====== Exercise input

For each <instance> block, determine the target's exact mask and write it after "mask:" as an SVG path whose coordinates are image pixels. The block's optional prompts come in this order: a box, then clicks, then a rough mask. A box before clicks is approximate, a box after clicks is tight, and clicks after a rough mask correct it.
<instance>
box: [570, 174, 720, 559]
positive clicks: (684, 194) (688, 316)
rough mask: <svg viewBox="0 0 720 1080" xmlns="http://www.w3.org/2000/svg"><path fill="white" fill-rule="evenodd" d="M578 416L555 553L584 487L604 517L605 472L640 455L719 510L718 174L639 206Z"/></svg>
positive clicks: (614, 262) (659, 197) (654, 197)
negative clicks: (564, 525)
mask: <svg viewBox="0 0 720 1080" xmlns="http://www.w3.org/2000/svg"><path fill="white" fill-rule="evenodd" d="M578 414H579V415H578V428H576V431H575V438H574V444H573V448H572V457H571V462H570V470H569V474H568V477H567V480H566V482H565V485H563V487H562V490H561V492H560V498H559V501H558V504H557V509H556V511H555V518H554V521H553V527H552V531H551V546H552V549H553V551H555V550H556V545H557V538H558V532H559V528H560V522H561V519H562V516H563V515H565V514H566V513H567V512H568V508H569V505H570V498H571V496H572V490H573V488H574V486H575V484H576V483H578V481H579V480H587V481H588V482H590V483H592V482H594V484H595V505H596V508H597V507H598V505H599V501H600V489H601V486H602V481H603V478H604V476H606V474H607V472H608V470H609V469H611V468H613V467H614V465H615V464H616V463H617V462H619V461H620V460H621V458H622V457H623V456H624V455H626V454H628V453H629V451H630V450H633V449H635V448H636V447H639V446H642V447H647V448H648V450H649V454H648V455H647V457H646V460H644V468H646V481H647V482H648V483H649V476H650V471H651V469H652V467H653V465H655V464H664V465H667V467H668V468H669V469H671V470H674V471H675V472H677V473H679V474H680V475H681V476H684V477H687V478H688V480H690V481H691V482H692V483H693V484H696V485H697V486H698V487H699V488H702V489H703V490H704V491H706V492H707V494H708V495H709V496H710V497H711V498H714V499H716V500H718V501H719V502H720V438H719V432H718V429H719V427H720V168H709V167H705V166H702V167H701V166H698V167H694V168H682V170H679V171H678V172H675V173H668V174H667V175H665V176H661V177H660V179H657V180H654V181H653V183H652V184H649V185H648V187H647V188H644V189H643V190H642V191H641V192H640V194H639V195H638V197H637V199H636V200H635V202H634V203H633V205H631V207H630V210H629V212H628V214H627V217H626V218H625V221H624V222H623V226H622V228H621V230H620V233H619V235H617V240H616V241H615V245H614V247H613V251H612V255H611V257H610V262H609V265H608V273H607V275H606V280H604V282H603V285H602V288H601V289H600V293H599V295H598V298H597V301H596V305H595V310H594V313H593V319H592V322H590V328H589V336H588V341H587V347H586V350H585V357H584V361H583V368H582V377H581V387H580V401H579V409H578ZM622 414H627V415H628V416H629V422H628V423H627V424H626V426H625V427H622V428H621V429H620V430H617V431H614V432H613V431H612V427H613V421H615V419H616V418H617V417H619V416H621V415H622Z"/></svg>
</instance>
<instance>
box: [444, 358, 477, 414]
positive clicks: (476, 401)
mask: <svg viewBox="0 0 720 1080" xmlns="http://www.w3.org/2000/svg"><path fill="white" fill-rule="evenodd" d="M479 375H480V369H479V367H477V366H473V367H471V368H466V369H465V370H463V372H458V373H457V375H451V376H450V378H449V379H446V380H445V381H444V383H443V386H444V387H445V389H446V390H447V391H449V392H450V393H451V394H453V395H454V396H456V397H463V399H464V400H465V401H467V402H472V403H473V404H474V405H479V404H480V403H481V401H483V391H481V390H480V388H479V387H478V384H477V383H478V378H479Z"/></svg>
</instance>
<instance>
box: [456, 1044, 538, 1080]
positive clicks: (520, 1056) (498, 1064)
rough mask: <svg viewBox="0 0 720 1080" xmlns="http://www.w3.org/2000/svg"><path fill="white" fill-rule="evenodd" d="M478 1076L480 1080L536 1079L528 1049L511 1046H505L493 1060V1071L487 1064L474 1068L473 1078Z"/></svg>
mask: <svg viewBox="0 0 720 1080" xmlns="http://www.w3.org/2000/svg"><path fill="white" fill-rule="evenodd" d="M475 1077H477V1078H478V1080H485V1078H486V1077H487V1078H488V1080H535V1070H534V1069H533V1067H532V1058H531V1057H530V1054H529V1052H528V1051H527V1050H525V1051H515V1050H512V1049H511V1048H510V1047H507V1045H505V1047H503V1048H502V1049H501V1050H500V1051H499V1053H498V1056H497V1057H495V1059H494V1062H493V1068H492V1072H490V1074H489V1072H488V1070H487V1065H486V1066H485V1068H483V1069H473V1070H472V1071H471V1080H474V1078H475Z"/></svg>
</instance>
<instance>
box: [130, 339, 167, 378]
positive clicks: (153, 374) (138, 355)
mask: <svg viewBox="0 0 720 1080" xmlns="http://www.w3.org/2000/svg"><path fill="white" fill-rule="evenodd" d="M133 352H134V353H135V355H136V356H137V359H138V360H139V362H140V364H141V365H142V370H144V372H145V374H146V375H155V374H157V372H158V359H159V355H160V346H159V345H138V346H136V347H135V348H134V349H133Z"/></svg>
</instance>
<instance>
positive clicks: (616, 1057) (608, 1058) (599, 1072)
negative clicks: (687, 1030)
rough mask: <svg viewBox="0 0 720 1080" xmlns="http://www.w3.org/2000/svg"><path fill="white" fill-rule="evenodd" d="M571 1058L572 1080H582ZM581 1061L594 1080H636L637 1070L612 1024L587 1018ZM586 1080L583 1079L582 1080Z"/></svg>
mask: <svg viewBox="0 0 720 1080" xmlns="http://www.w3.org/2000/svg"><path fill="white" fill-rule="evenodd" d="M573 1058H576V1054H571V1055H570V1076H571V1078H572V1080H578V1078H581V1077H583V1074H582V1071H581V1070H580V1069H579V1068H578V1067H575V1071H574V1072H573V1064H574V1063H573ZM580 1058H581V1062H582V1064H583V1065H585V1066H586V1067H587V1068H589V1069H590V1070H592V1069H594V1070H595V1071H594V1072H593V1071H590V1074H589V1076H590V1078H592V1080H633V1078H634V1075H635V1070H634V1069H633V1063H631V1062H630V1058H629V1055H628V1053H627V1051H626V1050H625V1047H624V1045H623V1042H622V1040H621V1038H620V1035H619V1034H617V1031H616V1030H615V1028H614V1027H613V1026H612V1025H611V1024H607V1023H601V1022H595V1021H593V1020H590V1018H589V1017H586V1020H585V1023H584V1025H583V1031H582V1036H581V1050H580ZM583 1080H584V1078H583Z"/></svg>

============

Set down each entry again, exactly as written.

■ **Response to this task**
For each <instance> block, determine the target's exact mask and write it after "mask:" as an SVG path whose coordinates are image pixels. The block's optional prompts come in this order: a box, then clicks, then a rough mask. A box before clicks is approximate, a box after clicks is tight, and clicks after a rough mask correct it.
<instance>
box: [570, 174, 720, 559]
positive clicks: (684, 194) (688, 316)
rough mask: <svg viewBox="0 0 720 1080" xmlns="http://www.w3.org/2000/svg"><path fill="white" fill-rule="evenodd" d="M578 416L555 553L584 487L604 517L605 472L640 455L719 510L718 174L639 206Z"/></svg>
positive clicks: (614, 262) (659, 197) (654, 197)
negative clicks: (564, 525)
mask: <svg viewBox="0 0 720 1080" xmlns="http://www.w3.org/2000/svg"><path fill="white" fill-rule="evenodd" d="M578 414H579V415H578V428H576V431H575V438H574V444H573V448H572V457H571V462H570V470H569V474H568V477H567V480H566V482H565V485H563V487H562V490H561V492H560V498H559V501H558V504H557V509H556V511H555V518H554V521H553V527H552V531H551V546H552V549H553V551H555V550H556V545H557V538H558V532H559V528H560V522H561V519H562V516H563V515H565V514H566V513H567V512H568V508H569V505H570V498H571V496H572V490H573V488H574V486H575V484H576V483H578V481H579V480H587V481H588V482H590V483H592V482H594V484H595V505H596V508H597V507H598V505H599V501H600V489H601V486H602V481H603V478H604V476H606V474H607V472H608V470H609V469H611V468H613V467H614V465H615V464H616V463H617V462H619V461H620V460H621V458H622V457H623V456H624V455H626V454H628V453H629V451H630V450H633V449H635V448H636V447H639V446H642V447H647V448H648V450H649V454H648V455H647V457H646V460H644V468H646V481H647V482H648V483H649V476H650V471H651V469H652V467H653V465H655V464H664V465H667V467H668V468H669V469H671V470H674V471H675V472H677V473H679V474H680V475H681V476H684V477H687V478H688V480H690V481H691V482H692V483H693V484H696V485H697V486H698V487H699V488H702V489H703V490H704V491H706V492H707V494H708V495H709V496H710V497H711V498H714V499H716V500H718V501H719V502H720V438H719V432H718V429H719V427H720V168H709V167H705V166H702V167H701V166H698V167H694V168H682V170H679V171H678V172H675V173H668V174H667V175H665V176H661V177H660V179H657V180H654V181H653V183H652V184H649V185H648V187H647V188H644V189H643V190H642V191H641V192H640V194H639V195H638V197H637V199H636V200H635V202H634V203H633V205H631V207H630V210H629V212H628V214H627V217H626V218H625V221H624V222H623V226H622V228H621V230H620V233H619V235H617V240H616V241H615V245H614V247H613V251H612V255H611V257H610V262H609V265H608V273H607V275H606V280H604V282H603V285H602V288H601V289H600V293H599V295H598V298H597V301H596V305H595V310H594V313H593V319H592V322H590V328H589V336H588V341H587V347H586V350H585V357H584V361H583V368H582V377H581V387H580V401H579V409H578ZM622 414H627V415H628V416H629V422H628V423H627V424H626V426H625V427H622V428H621V429H620V430H617V431H614V432H613V431H612V427H613V421H615V419H616V418H617V417H619V416H621V415H622Z"/></svg>
</instance>
<instance>
box: [444, 358, 477, 414]
positive clicks: (476, 401)
mask: <svg viewBox="0 0 720 1080" xmlns="http://www.w3.org/2000/svg"><path fill="white" fill-rule="evenodd" d="M479 375H480V369H479V367H477V366H473V367H471V368H466V369H465V370H463V372H458V373H457V375H451V376H450V378H449V379H446V380H445V381H444V383H443V386H444V387H445V389H446V390H447V391H449V392H450V393H451V394H453V395H454V396H456V397H463V399H464V400H465V401H467V402H472V403H473V404H474V405H479V404H480V403H481V401H483V391H481V390H480V388H479V387H478V384H477V383H478V378H479Z"/></svg>
</instance>
<instance>
box: [456, 1044, 538, 1080]
positive clicks: (520, 1056) (498, 1064)
rough mask: <svg viewBox="0 0 720 1080" xmlns="http://www.w3.org/2000/svg"><path fill="white" fill-rule="evenodd" d="M478 1076L480 1080L536 1079L528 1049L511 1046H505L493 1060V1071L487 1064L474 1068L473 1078Z"/></svg>
mask: <svg viewBox="0 0 720 1080" xmlns="http://www.w3.org/2000/svg"><path fill="white" fill-rule="evenodd" d="M475 1077H477V1078H478V1080H485V1078H486V1077H487V1078H488V1080H535V1070H534V1069H533V1067H532V1058H531V1057H530V1054H529V1052H528V1051H527V1050H525V1051H515V1050H512V1049H511V1048H510V1047H507V1045H505V1047H503V1048H502V1049H501V1050H500V1051H499V1053H498V1056H497V1057H495V1059H494V1062H493V1068H492V1072H490V1074H489V1072H488V1070H487V1065H486V1066H485V1068H483V1069H473V1070H472V1071H471V1080H474V1078H475Z"/></svg>
</instance>
<instance>
box: [130, 339, 167, 378]
positive clicks: (153, 374) (138, 355)
mask: <svg viewBox="0 0 720 1080" xmlns="http://www.w3.org/2000/svg"><path fill="white" fill-rule="evenodd" d="M133 352H134V353H135V355H136V356H137V359H138V360H139V362H140V364H141V365H142V370H144V372H145V374H146V375H155V374H157V372H158V359H159V355H160V346H159V345H138V346H136V347H135V348H134V349H133Z"/></svg>
</instance>
<instance>
positive clicks: (616, 1057) (608, 1058) (599, 1072)
negative clicks: (687, 1030)
rough mask: <svg viewBox="0 0 720 1080" xmlns="http://www.w3.org/2000/svg"><path fill="white" fill-rule="evenodd" d="M571 1058L572 1080H582ZM581 1061L594 1080H636L637 1070L612 1024L587 1018ZM586 1080L583 1079L582 1080Z"/></svg>
mask: <svg viewBox="0 0 720 1080" xmlns="http://www.w3.org/2000/svg"><path fill="white" fill-rule="evenodd" d="M573 1058H576V1054H571V1055H570V1076H571V1078H572V1080H578V1078H581V1077H583V1074H582V1071H581V1070H580V1069H579V1068H578V1067H575V1071H574V1072H573V1064H574V1063H573ZM580 1058H581V1062H582V1064H583V1065H585V1066H586V1067H587V1068H589V1069H590V1070H592V1069H594V1070H595V1071H594V1072H593V1071H590V1074H589V1076H590V1078H592V1080H633V1078H634V1075H635V1070H634V1069H633V1063H631V1062H630V1058H629V1055H628V1053H627V1051H626V1050H625V1047H624V1045H623V1042H622V1040H621V1038H620V1035H619V1034H617V1031H616V1030H615V1028H614V1027H613V1026H612V1025H611V1024H607V1023H601V1022H595V1021H593V1020H590V1018H589V1017H586V1020H585V1023H584V1025H583V1031H582V1036H581V1050H580ZM583 1080H584V1078H583Z"/></svg>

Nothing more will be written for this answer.